*Data to examine*:
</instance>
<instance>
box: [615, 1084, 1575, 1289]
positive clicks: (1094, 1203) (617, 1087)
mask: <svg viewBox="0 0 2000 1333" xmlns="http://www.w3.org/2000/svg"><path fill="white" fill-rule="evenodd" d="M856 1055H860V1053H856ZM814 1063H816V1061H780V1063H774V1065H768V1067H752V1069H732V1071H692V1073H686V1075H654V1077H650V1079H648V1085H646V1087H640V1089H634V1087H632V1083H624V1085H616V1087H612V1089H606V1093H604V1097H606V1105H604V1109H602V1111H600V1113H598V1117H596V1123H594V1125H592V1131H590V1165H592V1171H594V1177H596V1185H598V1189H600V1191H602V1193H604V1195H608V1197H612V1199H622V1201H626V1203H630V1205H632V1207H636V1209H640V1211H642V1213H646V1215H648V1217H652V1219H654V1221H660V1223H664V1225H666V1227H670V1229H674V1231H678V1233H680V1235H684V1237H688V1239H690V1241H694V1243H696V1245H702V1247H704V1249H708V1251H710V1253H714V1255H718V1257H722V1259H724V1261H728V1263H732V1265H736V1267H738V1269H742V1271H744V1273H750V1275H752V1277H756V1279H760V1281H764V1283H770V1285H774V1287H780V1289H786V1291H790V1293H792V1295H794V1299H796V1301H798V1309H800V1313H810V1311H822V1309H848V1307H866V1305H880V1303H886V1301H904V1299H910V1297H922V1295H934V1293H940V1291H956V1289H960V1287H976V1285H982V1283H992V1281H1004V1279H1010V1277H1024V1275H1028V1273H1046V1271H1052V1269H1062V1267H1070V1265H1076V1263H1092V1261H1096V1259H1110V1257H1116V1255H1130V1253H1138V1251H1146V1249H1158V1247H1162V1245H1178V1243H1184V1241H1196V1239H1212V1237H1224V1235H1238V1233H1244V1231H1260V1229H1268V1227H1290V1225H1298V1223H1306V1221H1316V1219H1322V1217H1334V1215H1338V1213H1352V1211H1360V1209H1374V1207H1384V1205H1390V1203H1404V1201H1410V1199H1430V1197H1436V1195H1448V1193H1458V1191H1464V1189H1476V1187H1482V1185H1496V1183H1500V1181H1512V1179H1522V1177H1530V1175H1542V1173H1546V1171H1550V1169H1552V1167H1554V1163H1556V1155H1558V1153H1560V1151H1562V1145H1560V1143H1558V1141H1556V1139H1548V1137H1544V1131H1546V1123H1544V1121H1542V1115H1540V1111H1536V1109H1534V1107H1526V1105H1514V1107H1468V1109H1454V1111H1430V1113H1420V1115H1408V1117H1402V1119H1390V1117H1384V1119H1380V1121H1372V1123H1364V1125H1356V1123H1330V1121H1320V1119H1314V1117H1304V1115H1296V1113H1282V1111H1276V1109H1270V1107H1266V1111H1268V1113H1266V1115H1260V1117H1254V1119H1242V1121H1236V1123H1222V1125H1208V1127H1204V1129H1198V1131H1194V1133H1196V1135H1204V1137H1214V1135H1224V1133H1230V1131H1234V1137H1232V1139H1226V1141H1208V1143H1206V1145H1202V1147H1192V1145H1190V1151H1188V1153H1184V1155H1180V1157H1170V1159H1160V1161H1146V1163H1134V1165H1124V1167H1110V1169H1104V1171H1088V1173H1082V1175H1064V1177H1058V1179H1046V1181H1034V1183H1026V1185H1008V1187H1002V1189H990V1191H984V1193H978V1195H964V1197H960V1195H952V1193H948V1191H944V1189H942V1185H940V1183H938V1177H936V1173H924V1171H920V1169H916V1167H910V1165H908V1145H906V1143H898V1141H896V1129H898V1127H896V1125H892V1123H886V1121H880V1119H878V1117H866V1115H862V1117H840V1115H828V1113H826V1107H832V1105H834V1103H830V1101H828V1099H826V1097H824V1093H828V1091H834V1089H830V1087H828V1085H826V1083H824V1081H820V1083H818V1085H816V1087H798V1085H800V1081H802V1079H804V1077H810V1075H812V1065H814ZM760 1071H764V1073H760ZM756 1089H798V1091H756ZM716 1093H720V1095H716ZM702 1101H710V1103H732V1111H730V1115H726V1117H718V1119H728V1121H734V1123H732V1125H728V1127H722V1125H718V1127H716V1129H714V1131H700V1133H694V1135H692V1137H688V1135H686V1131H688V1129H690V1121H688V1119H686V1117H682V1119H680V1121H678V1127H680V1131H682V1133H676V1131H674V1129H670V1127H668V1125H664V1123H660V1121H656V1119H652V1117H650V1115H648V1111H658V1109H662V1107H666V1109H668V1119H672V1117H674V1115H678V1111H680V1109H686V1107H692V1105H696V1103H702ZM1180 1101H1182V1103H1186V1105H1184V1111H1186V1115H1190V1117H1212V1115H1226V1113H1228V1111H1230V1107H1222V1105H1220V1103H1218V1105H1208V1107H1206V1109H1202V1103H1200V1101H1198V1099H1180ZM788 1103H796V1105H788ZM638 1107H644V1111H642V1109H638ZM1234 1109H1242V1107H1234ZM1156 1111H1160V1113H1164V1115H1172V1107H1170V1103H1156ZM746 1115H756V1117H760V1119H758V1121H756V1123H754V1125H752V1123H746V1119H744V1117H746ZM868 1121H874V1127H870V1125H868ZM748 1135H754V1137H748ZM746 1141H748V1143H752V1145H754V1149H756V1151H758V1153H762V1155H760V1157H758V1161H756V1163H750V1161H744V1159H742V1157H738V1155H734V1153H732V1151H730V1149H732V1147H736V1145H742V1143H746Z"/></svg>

*Task prompt*: Please write out each line of the listing above exactly.

*Answer to the exercise*:
</instance>
<instance>
box: [615, 1084, 1575, 1289]
positive clicks: (1094, 1203) (617, 1087)
mask: <svg viewBox="0 0 2000 1333" xmlns="http://www.w3.org/2000/svg"><path fill="white" fill-rule="evenodd" d="M856 1055H860V1053H856ZM814 1063H816V1061H780V1063H774V1065H768V1067H752V1069H732V1071H692V1073H686V1075H654V1077H650V1079H648V1085H646V1087H640V1089H634V1087H632V1083H624V1085H616V1087H612V1089H606V1093H604V1097H606V1105H604V1109H602V1111H600V1113H598V1117H596V1123H594V1125H592V1131H590V1165H592V1171H594V1177H596V1185H598V1189H600V1191H602V1193H604V1195H608V1197H612V1199H622V1201H626V1203H630V1205H632V1207H636V1209H640V1211H642V1213H646V1215H648V1217H652V1219H654V1221H660V1223H664V1225H666V1227H670V1229H674V1231H678V1233H680V1235H684V1237H688V1239H690V1241H694V1243H696V1245H702V1247H704V1249H708V1251H710V1253H714V1255H718V1257H722V1259H724V1261H728V1263H732V1265H736V1267H738V1269H742V1271H744V1273H750V1275H752V1277H756V1279H760V1281H764V1283H770V1285H774V1287H780V1289H786V1291H790V1293H792V1295H794V1299H796V1301H798V1309H800V1313H810V1311H822V1309H848V1307H866V1305H880V1303H886V1301H904V1299H910V1297H922V1295H934V1293H940V1291H956V1289H960V1287H976V1285H982V1283H992V1281H1004V1279H1010V1277H1024V1275H1028V1273H1046V1271H1052V1269H1062V1267H1070V1265H1076V1263H1092V1261H1096V1259H1110V1257H1116V1255H1130V1253H1138V1251H1146V1249H1158V1247H1162V1245H1178V1243H1184V1241H1196V1239H1212V1237H1224V1235H1238V1233H1244V1231H1260V1229H1268V1227H1290V1225H1298V1223H1306V1221H1316V1219H1322V1217H1334V1215H1338V1213H1352V1211H1360V1209H1374V1207H1384V1205H1390V1203H1404V1201H1410V1199H1430V1197H1436V1195H1448V1193H1458V1191H1464V1189H1476V1187H1482V1185H1496V1183H1500V1181H1512V1179H1522V1177H1530V1175H1542V1173H1546V1171H1550V1169H1552V1167H1554V1163H1556V1155H1558V1153H1560V1151H1562V1145H1560V1143H1558V1141H1556V1139H1548V1137H1544V1131H1546V1123H1544V1121H1542V1115H1540V1111H1536V1109H1534V1107H1526V1105H1514V1107H1468V1109H1454V1111H1430V1113H1420V1115H1408V1117H1402V1119H1390V1117H1384V1119H1380V1121H1372V1123H1364V1125H1356V1123H1330V1121H1320V1119H1314V1117H1304V1115H1296V1113H1282V1111H1276V1109H1270V1107H1266V1111H1268V1113H1266V1115H1260V1117H1254V1119H1242V1121H1236V1123H1222V1125H1208V1127H1204V1129H1198V1131H1194V1133H1196V1135H1204V1137H1214V1135H1224V1133H1230V1131H1234V1137H1232V1139H1226V1141H1208V1143H1206V1145H1202V1147H1192V1145H1190V1151H1188V1153H1184V1155H1180V1157H1170V1159H1160V1161H1146V1163H1134V1165H1124V1167H1110V1169H1104V1171H1088V1173H1082V1175H1064V1177H1058V1179H1046V1181H1034V1183H1026V1185H1008V1187H1002V1189H990V1191H984V1193H978V1195H964V1197H960V1195H952V1193H948V1191H944V1189H942V1185H940V1183H938V1177H936V1173H924V1171H920V1169H916V1167H910V1165H908V1145H906V1143H898V1141H896V1129H898V1127H896V1125H892V1123H886V1121H880V1119H878V1117H866V1115H862V1117H840V1115H828V1113H826V1107H832V1105H834V1103H830V1101H828V1099H826V1097H824V1093H828V1091H834V1089H830V1087H828V1085H826V1083H824V1081H820V1083H818V1085H816V1087H798V1085H800V1081H802V1079H804V1077H810V1075H812V1065H814ZM760 1071H764V1073H760ZM756 1089H798V1091H756ZM716 1093H720V1095H716ZM702 1101H710V1103H732V1111H730V1115H726V1117H718V1119H728V1121H734V1123H732V1125H728V1127H722V1125H718V1127H716V1129H714V1131H700V1133H694V1135H692V1137H688V1135H686V1131H688V1129H690V1121H688V1119H686V1117H682V1119H680V1121H678V1127H680V1131H682V1133H676V1131H674V1129H670V1127H668V1125H664V1123H660V1121H656V1119H652V1117H650V1115H648V1111H658V1109H662V1107H666V1109H668V1119H672V1117H674V1115H678V1111H680V1109H686V1107H692V1105H696V1103H702ZM1180 1101H1182V1103H1186V1105H1184V1111H1186V1115H1190V1117H1212V1115H1226V1113H1228V1111H1230V1107H1222V1105H1220V1103H1218V1105H1208V1107H1206V1109H1202V1103H1200V1101H1198V1099H1180ZM788 1103H796V1105H788ZM638 1107H644V1111H642V1109H638ZM1234 1109H1242V1107H1234ZM1156 1111H1160V1113H1164V1115H1172V1107H1170V1103H1156ZM746 1115H756V1117H760V1119H758V1121H756V1123H754V1125H752V1123H746V1119H744V1117H746ZM868 1121H874V1127H870V1125H868ZM748 1135H754V1137H748ZM746 1141H748V1143H752V1145H754V1149H756V1151H758V1153H762V1155H760V1157H758V1161H756V1163H750V1161H744V1159H742V1157H738V1155H734V1153H732V1151H730V1149H732V1147H736V1145H742V1143H746Z"/></svg>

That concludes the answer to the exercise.